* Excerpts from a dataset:
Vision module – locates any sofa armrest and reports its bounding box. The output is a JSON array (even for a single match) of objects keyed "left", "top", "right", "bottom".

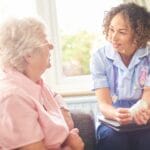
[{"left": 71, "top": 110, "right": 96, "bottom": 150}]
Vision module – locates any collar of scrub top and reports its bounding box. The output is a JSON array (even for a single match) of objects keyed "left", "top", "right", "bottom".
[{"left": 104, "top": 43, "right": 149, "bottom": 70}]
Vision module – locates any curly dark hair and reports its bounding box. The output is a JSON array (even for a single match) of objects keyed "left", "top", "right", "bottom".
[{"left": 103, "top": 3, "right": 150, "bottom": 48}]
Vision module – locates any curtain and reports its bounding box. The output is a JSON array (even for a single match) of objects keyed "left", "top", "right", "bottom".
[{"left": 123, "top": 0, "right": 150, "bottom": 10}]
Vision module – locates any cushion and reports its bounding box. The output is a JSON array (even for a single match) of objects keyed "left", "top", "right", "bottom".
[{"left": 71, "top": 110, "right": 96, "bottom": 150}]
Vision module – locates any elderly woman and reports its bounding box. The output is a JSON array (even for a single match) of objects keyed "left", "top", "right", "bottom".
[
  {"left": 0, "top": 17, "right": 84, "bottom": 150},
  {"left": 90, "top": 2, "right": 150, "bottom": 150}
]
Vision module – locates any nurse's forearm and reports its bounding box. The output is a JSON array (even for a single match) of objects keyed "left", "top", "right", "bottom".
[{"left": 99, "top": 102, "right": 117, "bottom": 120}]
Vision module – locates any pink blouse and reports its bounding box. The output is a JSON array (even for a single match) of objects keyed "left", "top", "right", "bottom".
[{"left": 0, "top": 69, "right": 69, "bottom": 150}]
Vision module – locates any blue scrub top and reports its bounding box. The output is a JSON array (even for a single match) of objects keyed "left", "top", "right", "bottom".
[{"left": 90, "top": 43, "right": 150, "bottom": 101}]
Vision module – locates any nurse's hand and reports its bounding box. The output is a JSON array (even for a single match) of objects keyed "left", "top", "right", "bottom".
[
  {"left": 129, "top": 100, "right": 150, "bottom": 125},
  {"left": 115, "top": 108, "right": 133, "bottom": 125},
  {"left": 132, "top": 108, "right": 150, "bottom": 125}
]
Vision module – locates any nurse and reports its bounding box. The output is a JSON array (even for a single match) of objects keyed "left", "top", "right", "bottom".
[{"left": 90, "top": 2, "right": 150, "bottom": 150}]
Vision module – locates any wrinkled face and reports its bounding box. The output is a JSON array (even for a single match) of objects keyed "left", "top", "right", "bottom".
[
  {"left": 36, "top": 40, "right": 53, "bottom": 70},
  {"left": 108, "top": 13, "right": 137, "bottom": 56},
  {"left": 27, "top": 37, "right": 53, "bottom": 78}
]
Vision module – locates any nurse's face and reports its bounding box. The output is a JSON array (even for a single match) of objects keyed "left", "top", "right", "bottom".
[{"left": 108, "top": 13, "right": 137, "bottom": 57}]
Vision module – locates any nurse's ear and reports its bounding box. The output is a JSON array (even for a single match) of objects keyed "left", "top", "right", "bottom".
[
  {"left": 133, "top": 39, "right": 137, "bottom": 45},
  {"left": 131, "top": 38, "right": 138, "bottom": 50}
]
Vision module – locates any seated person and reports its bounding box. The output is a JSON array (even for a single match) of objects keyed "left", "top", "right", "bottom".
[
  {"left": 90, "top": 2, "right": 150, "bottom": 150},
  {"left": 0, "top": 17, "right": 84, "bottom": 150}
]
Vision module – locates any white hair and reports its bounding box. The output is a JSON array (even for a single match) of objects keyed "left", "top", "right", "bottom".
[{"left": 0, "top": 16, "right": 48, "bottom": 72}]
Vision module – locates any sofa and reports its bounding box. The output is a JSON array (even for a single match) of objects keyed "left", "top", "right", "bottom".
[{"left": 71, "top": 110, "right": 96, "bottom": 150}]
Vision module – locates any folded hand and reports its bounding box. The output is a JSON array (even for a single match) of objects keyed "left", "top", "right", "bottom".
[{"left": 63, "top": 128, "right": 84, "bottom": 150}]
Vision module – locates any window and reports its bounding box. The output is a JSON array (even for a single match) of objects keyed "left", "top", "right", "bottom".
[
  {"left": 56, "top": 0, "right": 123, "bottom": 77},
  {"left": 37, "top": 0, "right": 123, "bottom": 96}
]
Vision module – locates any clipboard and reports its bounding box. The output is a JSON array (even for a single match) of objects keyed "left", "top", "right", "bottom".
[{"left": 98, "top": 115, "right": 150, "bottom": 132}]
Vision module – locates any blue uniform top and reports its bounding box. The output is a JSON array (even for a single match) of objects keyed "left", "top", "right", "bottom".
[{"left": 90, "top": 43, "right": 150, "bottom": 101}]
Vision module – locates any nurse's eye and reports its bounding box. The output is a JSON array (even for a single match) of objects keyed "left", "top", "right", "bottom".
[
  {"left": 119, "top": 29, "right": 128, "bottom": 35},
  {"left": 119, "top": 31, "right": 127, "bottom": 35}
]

* WHAT IS EXPECTED: Copy every record verbatim while leaving each picture out.

* ANSWER SECTION:
Vision module – locates any sofa armrest and reports its bounding box. The output is a JSON array (even for a single match) of objects keyed "left", "top", "right", "bottom".

[{"left": 71, "top": 110, "right": 96, "bottom": 150}]
Vision module – locates any collar of scrub top and reports its bounding box. The output is a JSON array (even for a single match) of objects keyed "left", "top", "right", "bottom".
[{"left": 104, "top": 43, "right": 149, "bottom": 70}]
Vision module – locates any curly dark hair and reports its bounding box. The output is a JSON array (even for a single match) of objects keyed "left", "top", "right", "bottom".
[{"left": 103, "top": 3, "right": 150, "bottom": 48}]
Vision module – locates any curtain and reports its bounding box. The output is a JSON array (even for a single match) of objects keyed "left", "top", "right", "bottom".
[{"left": 123, "top": 0, "right": 150, "bottom": 10}]
Vision module – locates any cushion and reports its bounding box. The output is a JSON array (even for a single match) of objects keyed "left", "top", "right", "bottom".
[{"left": 71, "top": 110, "right": 96, "bottom": 150}]
Vision module – locates any elderly woman and reports its bounding box. The output is a JSON array (even for a single match) of objects keyed "left", "top", "right", "bottom".
[
  {"left": 0, "top": 17, "right": 84, "bottom": 150},
  {"left": 90, "top": 2, "right": 150, "bottom": 150}
]
Vision module – locates any nurse's forearm and reports its bounding box. The output is a JSON array (even for a single match) of objects keyed "left", "top", "right", "bottom".
[{"left": 99, "top": 102, "right": 117, "bottom": 120}]
Vision module – locates any pink blouse and reports its bounding box. The output is a JSON array (even for a single match) of objects keyed "left", "top", "right", "bottom".
[{"left": 0, "top": 69, "right": 69, "bottom": 150}]
Vision module – locates any blue scrub top and reports its bounding box. The output is a JSON array (even for a single match) of objects keyed "left", "top", "right", "bottom".
[{"left": 90, "top": 43, "right": 150, "bottom": 101}]
Vision module – locates any nurse's hand and reports its bounding box. The output is a JSON array (even for a single match) of objects keyed "left", "top", "right", "bottom".
[
  {"left": 129, "top": 100, "right": 150, "bottom": 125},
  {"left": 115, "top": 108, "right": 133, "bottom": 125},
  {"left": 132, "top": 108, "right": 150, "bottom": 125}
]
Vision module – locates any nurse and reports its bounding box. The output is a JSON array (even for a single match) of objects keyed "left", "top", "right", "bottom".
[{"left": 90, "top": 2, "right": 150, "bottom": 150}]
Vision module – locates any wrinkled face and reports its bounding box. The output is a JSON array (even for a single match) of objects keyed "left", "top", "right", "bottom".
[
  {"left": 36, "top": 40, "right": 53, "bottom": 70},
  {"left": 108, "top": 13, "right": 137, "bottom": 56},
  {"left": 27, "top": 37, "right": 53, "bottom": 78}
]
Vision module – locates any nurse's face and reports its bounding box. The output is a JSON array (even for a single match) of objects keyed "left", "top", "right", "bottom".
[{"left": 108, "top": 13, "right": 137, "bottom": 57}]
Vision module – locates any nurse's ear and reports its bounding box. The output is a JSON array (even for a single match) of objects keyed "left", "top", "right", "bottom".
[
  {"left": 133, "top": 39, "right": 137, "bottom": 45},
  {"left": 131, "top": 38, "right": 138, "bottom": 50}
]
Vision module – locates any seated person and reports its bounding box. The output is a JSON array (even for a single match) of objects keyed "left", "top", "right", "bottom".
[
  {"left": 90, "top": 2, "right": 150, "bottom": 150},
  {"left": 0, "top": 17, "right": 84, "bottom": 150}
]
Vision module – locates any white hair and reports its bounding box. The output is a JSON array (even for a single match) of objects keyed "left", "top", "right", "bottom".
[{"left": 0, "top": 16, "right": 48, "bottom": 72}]
Vision module – locates any sofa and reports its bounding box. The output is a JSON array (even for a single match) of objects keyed "left", "top", "right", "bottom".
[{"left": 71, "top": 110, "right": 96, "bottom": 150}]
Vision module – locates any folded hand and reports its bounding box. The output is a JSON array (even for a single match) of objects keyed "left", "top", "right", "bottom".
[{"left": 63, "top": 128, "right": 84, "bottom": 150}]
Vision module – locates any window and reports its bounding box. The output is a JSON array (even for a single match) of objects keyed "left", "top", "right", "bottom".
[
  {"left": 56, "top": 0, "right": 123, "bottom": 77},
  {"left": 37, "top": 0, "right": 123, "bottom": 96}
]
Vision module – locates any clipboard and reports its bounding box. The output is a JSON array (even for a single match) of objects keyed "left", "top", "right", "bottom".
[{"left": 98, "top": 115, "right": 150, "bottom": 132}]
Vision module – locates any blue uniform top and reports its bounding box. The output is a JSON array (even for a single match) of objects keyed "left", "top", "right", "bottom".
[{"left": 90, "top": 43, "right": 150, "bottom": 101}]
Vision module – locates any nurse's eye and reports its bounding box. The output is a JSON array (even for a single match) of objects keyed "left", "top", "right", "bottom".
[
  {"left": 119, "top": 29, "right": 128, "bottom": 35},
  {"left": 119, "top": 31, "right": 127, "bottom": 35}
]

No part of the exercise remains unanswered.